### Task objective
Reproduce word for word the entries below, from the line containing "the man's hand" through the last line of the entries, both ends included, and omit the pictures.

### Records provided
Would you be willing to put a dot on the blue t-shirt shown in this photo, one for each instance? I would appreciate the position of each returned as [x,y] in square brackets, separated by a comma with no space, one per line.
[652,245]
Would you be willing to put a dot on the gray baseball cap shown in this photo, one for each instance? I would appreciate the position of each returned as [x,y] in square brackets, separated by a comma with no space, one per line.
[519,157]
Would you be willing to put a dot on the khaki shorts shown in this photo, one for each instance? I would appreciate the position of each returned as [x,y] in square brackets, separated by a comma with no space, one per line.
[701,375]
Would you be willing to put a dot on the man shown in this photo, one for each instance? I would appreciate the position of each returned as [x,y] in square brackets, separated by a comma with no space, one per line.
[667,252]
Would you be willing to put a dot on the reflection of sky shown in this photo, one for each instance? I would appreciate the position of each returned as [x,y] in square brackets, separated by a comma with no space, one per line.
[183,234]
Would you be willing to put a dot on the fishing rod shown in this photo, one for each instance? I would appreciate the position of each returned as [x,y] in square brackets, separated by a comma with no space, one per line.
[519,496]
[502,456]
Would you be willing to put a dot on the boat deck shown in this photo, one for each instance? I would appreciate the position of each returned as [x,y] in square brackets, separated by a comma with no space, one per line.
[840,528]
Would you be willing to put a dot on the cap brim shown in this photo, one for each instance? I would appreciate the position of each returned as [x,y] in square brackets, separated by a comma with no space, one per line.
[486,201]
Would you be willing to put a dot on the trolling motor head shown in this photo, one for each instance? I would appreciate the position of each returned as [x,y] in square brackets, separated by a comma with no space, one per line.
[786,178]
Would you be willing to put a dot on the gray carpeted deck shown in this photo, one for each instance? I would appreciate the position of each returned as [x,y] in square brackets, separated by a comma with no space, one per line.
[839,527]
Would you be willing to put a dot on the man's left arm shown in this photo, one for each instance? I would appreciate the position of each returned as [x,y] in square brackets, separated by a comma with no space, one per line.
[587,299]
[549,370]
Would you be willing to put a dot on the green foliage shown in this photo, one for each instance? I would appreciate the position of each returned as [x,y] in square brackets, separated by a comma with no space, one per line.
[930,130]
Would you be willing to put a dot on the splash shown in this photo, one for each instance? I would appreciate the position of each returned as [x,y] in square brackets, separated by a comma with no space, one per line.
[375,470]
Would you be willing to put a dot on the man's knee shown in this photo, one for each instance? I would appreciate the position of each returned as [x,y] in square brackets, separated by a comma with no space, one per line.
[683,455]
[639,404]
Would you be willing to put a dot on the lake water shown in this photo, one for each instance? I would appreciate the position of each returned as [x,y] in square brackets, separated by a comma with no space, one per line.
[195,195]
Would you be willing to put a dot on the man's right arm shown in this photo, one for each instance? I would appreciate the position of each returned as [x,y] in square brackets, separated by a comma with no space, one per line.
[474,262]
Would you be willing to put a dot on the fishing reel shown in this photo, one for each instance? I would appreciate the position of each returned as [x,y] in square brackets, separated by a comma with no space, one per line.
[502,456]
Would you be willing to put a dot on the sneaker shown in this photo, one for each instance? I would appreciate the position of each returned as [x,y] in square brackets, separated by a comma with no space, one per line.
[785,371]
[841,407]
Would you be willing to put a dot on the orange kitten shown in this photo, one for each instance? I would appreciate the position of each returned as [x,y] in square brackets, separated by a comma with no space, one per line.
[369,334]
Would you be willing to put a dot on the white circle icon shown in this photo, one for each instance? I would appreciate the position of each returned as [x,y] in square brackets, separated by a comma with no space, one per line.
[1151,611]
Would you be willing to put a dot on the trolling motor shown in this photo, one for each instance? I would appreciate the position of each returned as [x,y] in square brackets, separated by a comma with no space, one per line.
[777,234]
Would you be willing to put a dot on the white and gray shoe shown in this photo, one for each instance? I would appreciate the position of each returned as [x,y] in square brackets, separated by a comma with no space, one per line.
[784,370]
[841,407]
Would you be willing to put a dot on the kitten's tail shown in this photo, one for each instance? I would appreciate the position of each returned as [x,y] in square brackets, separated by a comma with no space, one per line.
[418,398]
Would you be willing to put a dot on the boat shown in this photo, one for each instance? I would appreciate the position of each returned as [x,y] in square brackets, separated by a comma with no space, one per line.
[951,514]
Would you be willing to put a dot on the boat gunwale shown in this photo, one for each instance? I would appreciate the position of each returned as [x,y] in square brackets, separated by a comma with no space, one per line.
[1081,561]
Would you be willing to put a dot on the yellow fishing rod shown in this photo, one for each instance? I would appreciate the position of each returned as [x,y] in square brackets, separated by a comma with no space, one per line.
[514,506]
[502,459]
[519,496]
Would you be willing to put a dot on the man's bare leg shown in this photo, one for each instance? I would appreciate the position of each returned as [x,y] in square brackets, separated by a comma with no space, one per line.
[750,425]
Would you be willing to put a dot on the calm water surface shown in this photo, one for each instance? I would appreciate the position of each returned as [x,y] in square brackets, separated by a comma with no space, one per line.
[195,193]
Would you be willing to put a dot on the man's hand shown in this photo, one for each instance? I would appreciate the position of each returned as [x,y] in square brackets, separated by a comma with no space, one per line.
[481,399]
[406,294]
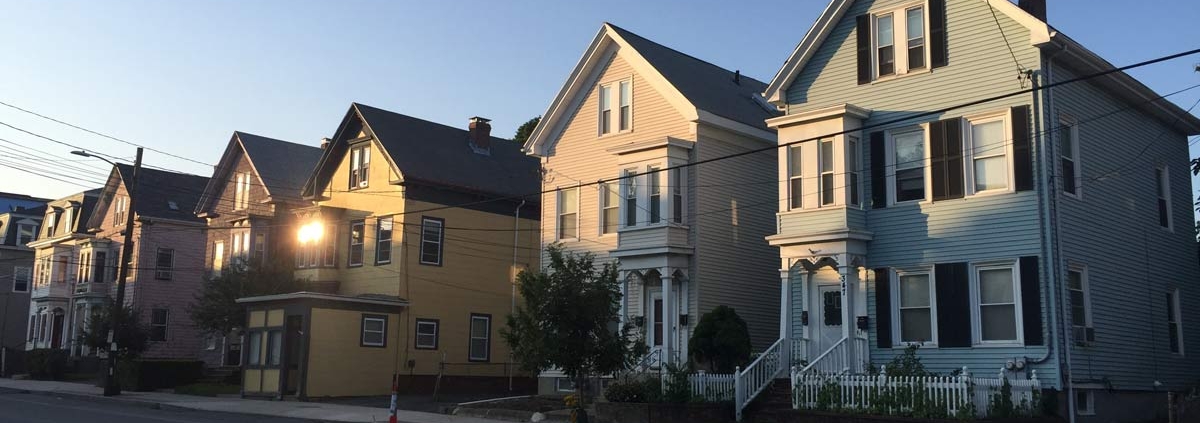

### Exercise result
Would you be willing to put a dot on the man's hand shown in this photo, one for each instance? I would appreciate the position of each returned as [x,y] in square brackets, separated by a comma with no space, one per line.
[481,399]
[406,294]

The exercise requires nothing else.